Extracted information =
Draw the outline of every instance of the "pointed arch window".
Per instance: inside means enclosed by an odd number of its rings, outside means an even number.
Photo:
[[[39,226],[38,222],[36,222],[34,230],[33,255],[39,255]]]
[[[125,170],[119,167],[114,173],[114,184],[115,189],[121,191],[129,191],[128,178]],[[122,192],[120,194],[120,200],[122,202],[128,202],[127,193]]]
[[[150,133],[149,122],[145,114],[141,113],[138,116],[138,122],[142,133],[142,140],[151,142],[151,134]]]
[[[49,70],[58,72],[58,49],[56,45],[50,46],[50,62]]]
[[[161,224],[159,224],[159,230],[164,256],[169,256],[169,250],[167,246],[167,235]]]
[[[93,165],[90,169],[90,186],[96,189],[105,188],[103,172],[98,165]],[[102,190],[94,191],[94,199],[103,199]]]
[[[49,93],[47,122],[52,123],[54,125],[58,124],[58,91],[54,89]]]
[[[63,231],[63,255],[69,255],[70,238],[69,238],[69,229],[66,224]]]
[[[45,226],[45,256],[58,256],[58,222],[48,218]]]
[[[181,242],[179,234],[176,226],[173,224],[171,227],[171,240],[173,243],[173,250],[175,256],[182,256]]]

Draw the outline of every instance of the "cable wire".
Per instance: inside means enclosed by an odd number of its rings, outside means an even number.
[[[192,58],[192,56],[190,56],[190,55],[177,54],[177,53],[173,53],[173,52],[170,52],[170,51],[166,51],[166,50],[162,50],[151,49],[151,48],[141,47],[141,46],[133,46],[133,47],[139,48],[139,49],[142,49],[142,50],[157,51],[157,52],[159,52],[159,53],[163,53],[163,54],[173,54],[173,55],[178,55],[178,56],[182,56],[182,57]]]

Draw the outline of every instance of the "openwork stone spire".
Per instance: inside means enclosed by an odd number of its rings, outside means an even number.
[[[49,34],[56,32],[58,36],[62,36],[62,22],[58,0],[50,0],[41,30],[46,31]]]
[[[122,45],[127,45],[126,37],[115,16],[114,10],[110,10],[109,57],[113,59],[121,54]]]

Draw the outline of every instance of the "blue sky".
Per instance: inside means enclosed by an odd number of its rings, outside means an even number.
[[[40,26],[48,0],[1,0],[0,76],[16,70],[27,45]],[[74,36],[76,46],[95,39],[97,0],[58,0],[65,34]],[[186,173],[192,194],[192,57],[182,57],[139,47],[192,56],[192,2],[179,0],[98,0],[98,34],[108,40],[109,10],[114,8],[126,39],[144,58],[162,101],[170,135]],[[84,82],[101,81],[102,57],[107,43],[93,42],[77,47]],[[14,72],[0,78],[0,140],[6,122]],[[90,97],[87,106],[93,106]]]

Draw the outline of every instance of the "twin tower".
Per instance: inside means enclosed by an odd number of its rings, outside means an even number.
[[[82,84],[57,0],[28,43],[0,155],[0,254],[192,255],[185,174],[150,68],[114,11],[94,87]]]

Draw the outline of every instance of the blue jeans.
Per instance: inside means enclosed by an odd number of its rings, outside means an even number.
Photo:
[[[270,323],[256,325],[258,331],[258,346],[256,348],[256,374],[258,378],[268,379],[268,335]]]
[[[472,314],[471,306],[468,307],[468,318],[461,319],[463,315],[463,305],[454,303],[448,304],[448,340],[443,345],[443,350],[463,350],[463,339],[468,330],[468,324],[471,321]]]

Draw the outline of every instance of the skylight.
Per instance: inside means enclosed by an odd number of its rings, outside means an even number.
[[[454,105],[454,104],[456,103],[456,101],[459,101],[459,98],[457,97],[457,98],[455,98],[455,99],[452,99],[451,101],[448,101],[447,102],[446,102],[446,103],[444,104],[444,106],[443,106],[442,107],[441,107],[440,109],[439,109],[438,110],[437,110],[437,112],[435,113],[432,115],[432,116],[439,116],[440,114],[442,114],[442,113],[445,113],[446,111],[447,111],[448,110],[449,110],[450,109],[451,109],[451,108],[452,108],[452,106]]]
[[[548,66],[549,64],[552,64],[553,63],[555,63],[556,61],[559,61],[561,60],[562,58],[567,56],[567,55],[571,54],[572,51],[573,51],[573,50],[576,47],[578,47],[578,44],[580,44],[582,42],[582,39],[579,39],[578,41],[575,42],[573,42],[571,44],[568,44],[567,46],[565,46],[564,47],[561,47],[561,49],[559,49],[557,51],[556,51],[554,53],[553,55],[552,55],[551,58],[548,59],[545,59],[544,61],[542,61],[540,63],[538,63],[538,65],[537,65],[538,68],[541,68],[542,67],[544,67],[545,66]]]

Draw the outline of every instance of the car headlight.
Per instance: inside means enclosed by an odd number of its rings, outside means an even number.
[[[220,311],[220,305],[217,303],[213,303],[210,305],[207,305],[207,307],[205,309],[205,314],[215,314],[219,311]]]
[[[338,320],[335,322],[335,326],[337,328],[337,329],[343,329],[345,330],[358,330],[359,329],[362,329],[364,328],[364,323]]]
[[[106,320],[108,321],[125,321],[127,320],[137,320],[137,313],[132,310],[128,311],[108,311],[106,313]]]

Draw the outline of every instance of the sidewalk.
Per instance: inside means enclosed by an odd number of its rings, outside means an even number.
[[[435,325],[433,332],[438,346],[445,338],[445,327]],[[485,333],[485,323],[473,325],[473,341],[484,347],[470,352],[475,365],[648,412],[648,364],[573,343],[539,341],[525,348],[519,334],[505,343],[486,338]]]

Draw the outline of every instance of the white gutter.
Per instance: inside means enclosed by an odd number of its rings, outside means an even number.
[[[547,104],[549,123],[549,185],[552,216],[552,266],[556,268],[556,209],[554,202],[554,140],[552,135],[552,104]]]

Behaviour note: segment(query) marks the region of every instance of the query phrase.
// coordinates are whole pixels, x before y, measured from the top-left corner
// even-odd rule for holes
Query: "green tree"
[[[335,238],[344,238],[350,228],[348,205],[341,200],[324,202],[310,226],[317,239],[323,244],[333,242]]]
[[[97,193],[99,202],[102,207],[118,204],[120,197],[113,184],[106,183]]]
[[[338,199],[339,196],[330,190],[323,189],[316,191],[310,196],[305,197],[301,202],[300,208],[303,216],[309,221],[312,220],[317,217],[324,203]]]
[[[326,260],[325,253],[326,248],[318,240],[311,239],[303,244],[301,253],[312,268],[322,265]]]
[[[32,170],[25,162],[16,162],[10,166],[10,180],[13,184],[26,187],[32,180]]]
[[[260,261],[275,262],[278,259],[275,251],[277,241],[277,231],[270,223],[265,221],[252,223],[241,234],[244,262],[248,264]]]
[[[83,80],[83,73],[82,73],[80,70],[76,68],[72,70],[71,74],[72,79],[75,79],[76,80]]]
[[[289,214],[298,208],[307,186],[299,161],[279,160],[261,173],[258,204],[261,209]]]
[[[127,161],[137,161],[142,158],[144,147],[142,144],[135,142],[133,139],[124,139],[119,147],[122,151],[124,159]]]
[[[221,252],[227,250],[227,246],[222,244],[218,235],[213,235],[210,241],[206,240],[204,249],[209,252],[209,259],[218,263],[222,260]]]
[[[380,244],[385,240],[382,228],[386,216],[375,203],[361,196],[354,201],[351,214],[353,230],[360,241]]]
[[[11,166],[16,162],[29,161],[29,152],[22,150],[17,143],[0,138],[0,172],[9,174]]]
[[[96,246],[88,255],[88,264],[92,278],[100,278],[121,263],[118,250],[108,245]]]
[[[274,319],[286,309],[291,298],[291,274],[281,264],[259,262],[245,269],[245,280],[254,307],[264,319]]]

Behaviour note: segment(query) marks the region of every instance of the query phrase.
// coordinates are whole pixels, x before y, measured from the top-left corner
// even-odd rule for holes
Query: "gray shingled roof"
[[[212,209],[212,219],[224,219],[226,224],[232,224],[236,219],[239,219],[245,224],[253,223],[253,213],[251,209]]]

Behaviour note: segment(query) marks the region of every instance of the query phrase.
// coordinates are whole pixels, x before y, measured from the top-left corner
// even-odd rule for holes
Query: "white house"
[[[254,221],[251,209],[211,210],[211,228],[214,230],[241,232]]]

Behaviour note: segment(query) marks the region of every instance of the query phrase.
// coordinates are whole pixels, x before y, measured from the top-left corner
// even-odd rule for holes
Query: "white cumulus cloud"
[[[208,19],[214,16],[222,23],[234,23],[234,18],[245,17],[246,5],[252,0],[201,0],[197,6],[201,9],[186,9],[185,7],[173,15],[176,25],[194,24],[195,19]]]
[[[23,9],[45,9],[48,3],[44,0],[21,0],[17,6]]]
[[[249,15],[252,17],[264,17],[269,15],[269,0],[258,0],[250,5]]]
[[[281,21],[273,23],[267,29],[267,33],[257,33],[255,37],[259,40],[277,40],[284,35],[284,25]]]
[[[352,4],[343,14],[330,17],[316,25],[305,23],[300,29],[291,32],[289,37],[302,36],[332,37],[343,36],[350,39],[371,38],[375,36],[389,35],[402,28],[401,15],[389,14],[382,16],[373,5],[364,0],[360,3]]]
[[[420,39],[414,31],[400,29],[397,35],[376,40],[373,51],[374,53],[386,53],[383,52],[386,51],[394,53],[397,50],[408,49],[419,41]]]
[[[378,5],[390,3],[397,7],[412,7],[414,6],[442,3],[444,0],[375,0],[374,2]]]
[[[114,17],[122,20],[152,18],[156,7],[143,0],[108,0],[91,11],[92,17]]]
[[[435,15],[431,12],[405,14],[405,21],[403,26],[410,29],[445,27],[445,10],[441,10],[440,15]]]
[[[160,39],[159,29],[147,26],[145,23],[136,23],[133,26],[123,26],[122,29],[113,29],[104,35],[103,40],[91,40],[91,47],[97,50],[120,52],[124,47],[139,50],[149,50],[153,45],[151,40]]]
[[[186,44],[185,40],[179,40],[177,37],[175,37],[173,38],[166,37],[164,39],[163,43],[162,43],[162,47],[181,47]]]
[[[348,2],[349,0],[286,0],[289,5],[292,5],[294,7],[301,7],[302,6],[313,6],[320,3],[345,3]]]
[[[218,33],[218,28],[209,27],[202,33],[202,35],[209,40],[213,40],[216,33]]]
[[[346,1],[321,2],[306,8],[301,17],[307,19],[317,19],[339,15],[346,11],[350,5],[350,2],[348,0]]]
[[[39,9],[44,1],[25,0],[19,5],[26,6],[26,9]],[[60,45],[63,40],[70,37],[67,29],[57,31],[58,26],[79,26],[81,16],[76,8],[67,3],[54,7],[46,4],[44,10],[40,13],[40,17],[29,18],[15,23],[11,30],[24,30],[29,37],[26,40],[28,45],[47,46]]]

Description of the task = Count the lines in the records above that contain the string "white", with case counting. Reply with the number alone.

Exercise result = 3